» **Tasks to carry out**:
A – From the forum thread about TLT FasterRCNN training, list every image channel mean key in the training spec together with its value.
B – Rewrite everything in the rows from the line containing "potted plant --all-instances" down to the last line of the rows, replacing "Provide" with "Return" and keeping everything else the same.

» **Text to read**:
-------
For both ResNet101 and ResNet50, I used the default batch size in the config file of 1. Didn’t change anything except for paths to images.

Like I said in my reply to Morgan, I haven’t actually used ResNet101 in Tensorflow. Apologies for the error.

Pretrained weights seem to be available for tensorflow.keras. Will this work for nvidia-tlt? Not sure what the relation is between the batch size used for pre-training on ImageNet and our training as part of faster-rcnn? Small batch size for faster-rcnn may be acceptable, even if it’s slower than ideal.

zhimengf · June 11, 2020, 4:59am

Hi cbasavaraj,

An arbitrary pretrained weights found on Internet will not be able to loaded into a TLT FasterRCNN training since the weights are loaded by name and depends on the implementation. The training batch size of TLT FasterRCNN is not related to the ImageNet training.

Will update you more later.

Thanks
Zhimeng

Morganh · June 12, 2020, 3:01am

@cbasavaraj
NV internal team changed the optimizer to SGD and finetuned learning rate scheduler, the mAP can reach 49% now. Please try on your side too.Thanks.

Attach the training spec for your reference.

##Copyright (c) 2017-2020, NVIDIA CORPORATION. All rights reserved.
random_seed: 42
enc_key: ‘tlt’
verbose: True
network_config {
input_image_config {
image_type: RGB
image_channel_order: ‘bgr’
size_height_width {
height: 384
width: 1248
}
image_channel_mean {
key: ‘b’
value: 103.939
}
image_channel_mean {
key: ‘g’
value: 116.779
}
image_channel_mean {
key: ‘r’
value: 123.68
}
image_scaling_factor: 1.0
max_objects_num_per_image: 100
}
feature_extractor: “resnet:101”
-------
» **Records provided**:
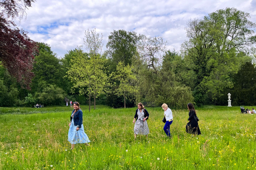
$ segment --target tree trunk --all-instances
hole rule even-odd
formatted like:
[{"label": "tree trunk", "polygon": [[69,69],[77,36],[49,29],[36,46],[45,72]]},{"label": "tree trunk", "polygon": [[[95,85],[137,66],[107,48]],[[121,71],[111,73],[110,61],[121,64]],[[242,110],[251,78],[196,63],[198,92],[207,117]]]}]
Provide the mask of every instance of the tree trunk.
[{"label": "tree trunk", "polygon": [[93,95],[93,99],[94,99],[94,110],[96,109],[96,97],[95,96],[95,93]]},{"label": "tree trunk", "polygon": [[125,94],[124,95],[124,108],[126,108],[125,106]]}]

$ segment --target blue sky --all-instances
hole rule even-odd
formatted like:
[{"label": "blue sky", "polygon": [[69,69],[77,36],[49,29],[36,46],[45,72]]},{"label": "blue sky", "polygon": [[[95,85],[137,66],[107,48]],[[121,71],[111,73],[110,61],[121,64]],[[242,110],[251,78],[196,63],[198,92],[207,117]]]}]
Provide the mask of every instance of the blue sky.
[{"label": "blue sky", "polygon": [[167,49],[179,50],[187,40],[185,28],[190,20],[233,7],[256,22],[256,0],[37,0],[17,24],[34,41],[49,44],[59,57],[82,45],[85,31],[94,28],[103,34],[103,50],[110,32],[119,29],[161,36]]}]

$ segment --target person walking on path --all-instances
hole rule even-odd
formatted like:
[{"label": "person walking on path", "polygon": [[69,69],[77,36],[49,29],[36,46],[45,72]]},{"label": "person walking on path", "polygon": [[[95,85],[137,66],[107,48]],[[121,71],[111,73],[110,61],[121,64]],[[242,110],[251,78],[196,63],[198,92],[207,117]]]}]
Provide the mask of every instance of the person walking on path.
[{"label": "person walking on path", "polygon": [[164,110],[164,115],[166,120],[166,122],[164,126],[164,131],[168,137],[171,138],[172,135],[170,132],[170,126],[173,122],[172,112],[172,110],[168,107],[168,105],[165,103],[162,105],[162,108]]}]

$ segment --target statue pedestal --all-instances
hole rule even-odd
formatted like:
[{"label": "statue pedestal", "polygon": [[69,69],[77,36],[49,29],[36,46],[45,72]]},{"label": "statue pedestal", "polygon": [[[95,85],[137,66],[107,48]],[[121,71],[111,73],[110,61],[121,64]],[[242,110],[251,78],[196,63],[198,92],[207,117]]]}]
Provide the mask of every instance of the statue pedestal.
[{"label": "statue pedestal", "polygon": [[231,100],[230,99],[229,99],[228,100],[228,107],[232,107],[232,106],[231,106]]}]

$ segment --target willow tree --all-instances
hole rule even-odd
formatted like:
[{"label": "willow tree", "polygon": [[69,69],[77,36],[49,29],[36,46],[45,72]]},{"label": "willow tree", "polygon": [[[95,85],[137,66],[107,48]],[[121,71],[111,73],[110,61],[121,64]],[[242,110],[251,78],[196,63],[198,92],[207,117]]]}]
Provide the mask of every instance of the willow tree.
[{"label": "willow tree", "polygon": [[255,47],[255,23],[249,13],[234,8],[220,10],[202,20],[190,21],[186,28],[189,40],[183,46],[184,59],[196,75],[193,89],[195,101],[216,101],[225,88],[232,88],[231,76],[251,59]]},{"label": "willow tree", "polygon": [[115,90],[116,95],[124,97],[124,108],[126,107],[126,99],[127,97],[134,97],[138,90],[135,87],[136,76],[132,71],[132,66],[123,62],[119,62],[116,66],[116,72],[110,75],[118,82],[118,87]]},{"label": "willow tree", "polygon": [[89,112],[91,110],[91,98],[93,96],[95,109],[96,98],[104,93],[107,84],[108,76],[105,71],[104,59],[99,55],[89,57],[81,49],[71,61],[67,71],[69,78],[74,83],[73,89],[79,89],[81,95],[87,95],[89,98]]}]

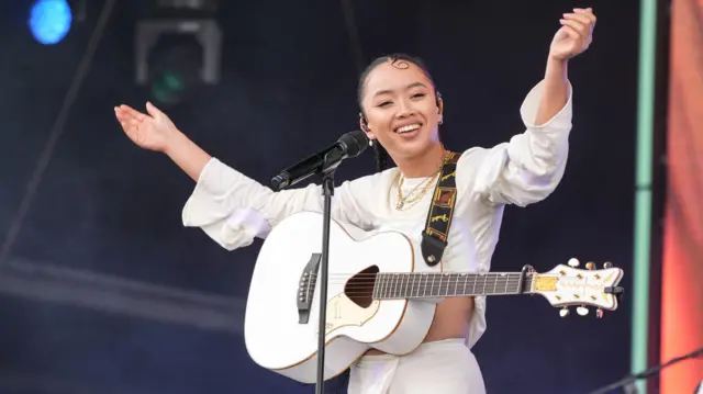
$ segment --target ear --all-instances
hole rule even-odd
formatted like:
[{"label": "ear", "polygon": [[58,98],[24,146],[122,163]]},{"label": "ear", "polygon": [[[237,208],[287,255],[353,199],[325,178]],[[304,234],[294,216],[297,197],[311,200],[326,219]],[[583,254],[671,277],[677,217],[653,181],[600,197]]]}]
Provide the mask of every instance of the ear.
[{"label": "ear", "polygon": [[366,125],[366,122],[364,122],[364,117],[360,117],[360,116],[359,116],[359,127],[361,127],[361,131],[366,133],[366,136],[369,139],[376,139],[376,136],[373,135],[373,133],[371,133],[371,130]]}]

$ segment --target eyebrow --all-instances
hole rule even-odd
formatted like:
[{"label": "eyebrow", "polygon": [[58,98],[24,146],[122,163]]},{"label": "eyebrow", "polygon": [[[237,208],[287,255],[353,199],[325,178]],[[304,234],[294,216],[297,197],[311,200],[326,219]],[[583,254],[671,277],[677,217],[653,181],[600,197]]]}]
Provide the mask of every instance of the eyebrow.
[{"label": "eyebrow", "polygon": [[[413,83],[410,83],[409,86],[406,86],[405,90],[410,90],[412,88],[417,88],[417,87],[427,88],[427,86],[422,83],[422,82],[413,82]],[[388,90],[388,89],[379,90],[373,94],[373,97],[381,95],[381,94],[388,94],[388,93],[392,93],[392,90]]]}]

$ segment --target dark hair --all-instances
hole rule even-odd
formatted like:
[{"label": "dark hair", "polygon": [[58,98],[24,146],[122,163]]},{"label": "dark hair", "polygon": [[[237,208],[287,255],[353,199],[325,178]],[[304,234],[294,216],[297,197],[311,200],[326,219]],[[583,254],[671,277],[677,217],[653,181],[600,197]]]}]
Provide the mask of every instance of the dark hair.
[{"label": "dark hair", "polygon": [[[361,104],[361,102],[364,101],[364,94],[366,92],[366,80],[368,79],[369,74],[371,74],[371,71],[373,71],[376,67],[387,61],[390,61],[397,68],[409,68],[410,64],[415,65],[417,68],[420,68],[423,71],[425,77],[427,77],[427,79],[429,80],[429,83],[432,83],[432,87],[435,88],[435,92],[437,94],[437,102],[439,101],[439,92],[437,92],[435,81],[432,79],[432,76],[427,70],[427,67],[425,66],[424,61],[421,58],[410,56],[406,54],[391,54],[391,55],[380,56],[380,57],[377,57],[373,61],[371,61],[371,64],[369,64],[366,67],[366,69],[364,70],[364,72],[361,72],[361,76],[359,77],[359,85],[357,88],[357,101],[359,102],[359,111],[360,111],[359,116],[361,117],[361,121],[364,122],[365,125],[367,124],[366,114],[364,113],[364,105]],[[379,144],[377,140],[373,144],[373,150],[376,154],[376,170],[383,171],[388,169],[389,156],[386,148],[383,148],[381,144]]]}]

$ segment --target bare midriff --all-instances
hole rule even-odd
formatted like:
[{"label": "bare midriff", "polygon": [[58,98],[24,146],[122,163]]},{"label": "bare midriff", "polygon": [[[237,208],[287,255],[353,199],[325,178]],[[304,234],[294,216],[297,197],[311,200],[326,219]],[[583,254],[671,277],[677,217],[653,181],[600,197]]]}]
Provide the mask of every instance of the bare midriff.
[{"label": "bare midriff", "polygon": [[[437,304],[435,318],[423,342],[443,339],[465,338],[473,314],[473,297],[449,297]],[[383,354],[369,349],[367,354]]]}]

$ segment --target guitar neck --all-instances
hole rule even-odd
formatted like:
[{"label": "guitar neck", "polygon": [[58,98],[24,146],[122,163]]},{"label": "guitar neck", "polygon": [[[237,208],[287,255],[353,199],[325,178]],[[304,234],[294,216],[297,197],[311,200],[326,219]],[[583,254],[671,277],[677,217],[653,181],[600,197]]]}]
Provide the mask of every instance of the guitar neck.
[{"label": "guitar neck", "polygon": [[447,296],[531,293],[532,272],[378,273],[373,299],[433,299]]}]

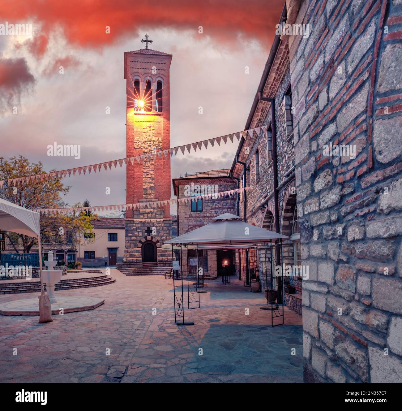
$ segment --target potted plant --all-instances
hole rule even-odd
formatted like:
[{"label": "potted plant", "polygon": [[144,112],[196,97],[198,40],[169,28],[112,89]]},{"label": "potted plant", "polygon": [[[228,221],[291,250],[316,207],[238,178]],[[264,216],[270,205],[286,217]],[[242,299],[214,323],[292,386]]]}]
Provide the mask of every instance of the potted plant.
[{"label": "potted plant", "polygon": [[250,276],[251,279],[251,291],[253,293],[259,293],[261,291],[261,284],[260,282],[260,276],[255,272],[252,272]]},{"label": "potted plant", "polygon": [[265,289],[264,291],[264,295],[268,302],[273,304],[278,297],[278,291],[276,290]]}]

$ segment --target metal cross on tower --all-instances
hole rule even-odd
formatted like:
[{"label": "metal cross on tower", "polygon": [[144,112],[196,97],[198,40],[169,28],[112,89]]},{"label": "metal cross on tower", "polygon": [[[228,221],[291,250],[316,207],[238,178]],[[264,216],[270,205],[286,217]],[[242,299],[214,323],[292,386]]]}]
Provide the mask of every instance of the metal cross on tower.
[{"label": "metal cross on tower", "polygon": [[143,39],[142,39],[141,40],[141,43],[145,43],[145,48],[148,48],[148,43],[152,43],[153,41],[152,40],[148,40],[148,35],[147,34],[146,34],[145,35],[145,39],[144,40]]}]

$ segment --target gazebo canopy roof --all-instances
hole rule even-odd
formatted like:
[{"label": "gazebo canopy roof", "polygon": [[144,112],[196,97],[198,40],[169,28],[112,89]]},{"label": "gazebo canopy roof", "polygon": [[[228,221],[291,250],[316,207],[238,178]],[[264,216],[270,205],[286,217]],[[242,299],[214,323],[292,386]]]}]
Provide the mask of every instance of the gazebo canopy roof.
-------
» **Answers to the exercise**:
A –
b: 103.939
g: 116.779
r: 123.68

B –
$ segment --target potted plant --all-instances
hole rule even-odd
formatted like:
[{"label": "potted plant", "polygon": [[144,112],[196,97],[198,40],[169,28],[112,89]]},{"label": "potted plant", "polygon": [[[228,221],[291,250],[316,207],[238,178]],[[264,216],[270,205],[286,217]],[[242,299],[214,323],[292,386]]]}]
Return the mask of every instance of the potted plant.
[{"label": "potted plant", "polygon": [[250,276],[251,279],[251,291],[253,293],[259,293],[261,291],[261,284],[260,282],[260,276],[255,272],[252,272]]},{"label": "potted plant", "polygon": [[265,289],[264,291],[264,295],[268,302],[273,304],[278,297],[278,291],[276,290]]}]

$ segment --target metal cross on tower --all-instances
hole rule even-odd
formatted like:
[{"label": "metal cross on tower", "polygon": [[144,112],[196,97],[198,40],[169,28],[112,89]]},{"label": "metal cross on tower", "polygon": [[[228,221],[291,250],[316,207],[238,178]],[[264,216],[270,205],[286,217]],[[242,299],[214,323],[292,386]]]}]
Return the mask of every instance of the metal cross on tower.
[{"label": "metal cross on tower", "polygon": [[143,39],[142,39],[141,40],[141,43],[145,43],[145,48],[148,48],[148,43],[152,43],[153,41],[152,40],[148,40],[148,35],[147,34],[146,34],[145,35],[145,39],[144,40]]}]

$ segment --target gazebo canopy roof --all-instances
hole rule even-odd
formatted like:
[{"label": "gazebo canopy roof", "polygon": [[144,112],[196,97],[198,40],[169,28],[112,89]]},{"label": "gazebo canopy roof", "polygon": [[[228,221],[291,250],[316,207],[238,178]],[[264,216],[270,205],[286,217]],[[242,299],[214,323],[292,386]]]}]
Return the mask of every instance of the gazebo canopy roof.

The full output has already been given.